Data items
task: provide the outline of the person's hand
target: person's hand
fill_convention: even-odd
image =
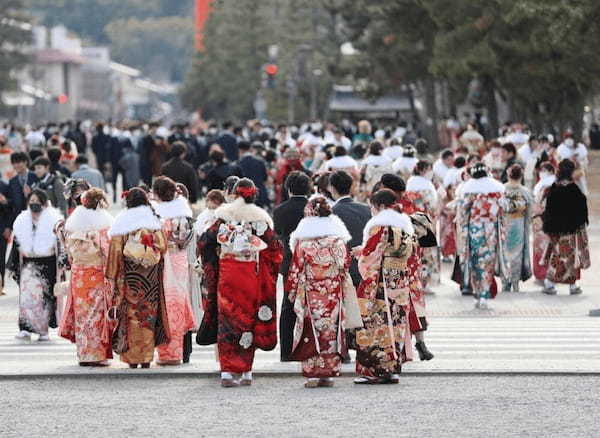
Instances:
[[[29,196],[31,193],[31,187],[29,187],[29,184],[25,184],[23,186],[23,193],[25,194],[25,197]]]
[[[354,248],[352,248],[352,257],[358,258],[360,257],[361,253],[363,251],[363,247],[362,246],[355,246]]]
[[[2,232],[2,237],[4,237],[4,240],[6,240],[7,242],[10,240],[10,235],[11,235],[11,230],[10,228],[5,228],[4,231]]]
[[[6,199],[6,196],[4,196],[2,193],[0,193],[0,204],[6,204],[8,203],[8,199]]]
==
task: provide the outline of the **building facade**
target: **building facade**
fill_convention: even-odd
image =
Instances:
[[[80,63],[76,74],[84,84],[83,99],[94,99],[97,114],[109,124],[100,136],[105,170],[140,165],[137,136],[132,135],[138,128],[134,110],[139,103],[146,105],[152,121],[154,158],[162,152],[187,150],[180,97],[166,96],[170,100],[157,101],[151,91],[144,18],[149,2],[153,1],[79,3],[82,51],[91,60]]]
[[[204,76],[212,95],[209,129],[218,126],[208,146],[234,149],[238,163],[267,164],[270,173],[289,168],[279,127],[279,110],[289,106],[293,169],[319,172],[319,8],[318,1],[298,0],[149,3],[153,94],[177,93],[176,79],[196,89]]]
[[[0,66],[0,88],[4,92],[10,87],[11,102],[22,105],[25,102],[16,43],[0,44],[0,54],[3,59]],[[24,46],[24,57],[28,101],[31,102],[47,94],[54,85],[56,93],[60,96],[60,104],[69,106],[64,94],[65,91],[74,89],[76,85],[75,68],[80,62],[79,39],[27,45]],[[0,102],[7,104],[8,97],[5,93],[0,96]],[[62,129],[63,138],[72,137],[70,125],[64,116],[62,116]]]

Work required:
If a line in the records above holds the string "target", copy it.

Task solution:
target: person's hand
target: **building facade**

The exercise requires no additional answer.